## TASK MATERIAL
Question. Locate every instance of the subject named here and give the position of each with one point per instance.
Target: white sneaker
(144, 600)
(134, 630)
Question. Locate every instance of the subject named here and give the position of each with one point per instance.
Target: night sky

## SET TASK
Reproduce all of the material above line for line, changing no word, number, or punctuation mark.

## RESPONSE TO THE EXERCISE
Question. Locate every instance of the subject named here and give the position of each with one point per instance.
Target: white sneaker
(144, 600)
(134, 630)
Question. Locate every instance of the subject named here and give the position of each with one point per instance.
Target: night sky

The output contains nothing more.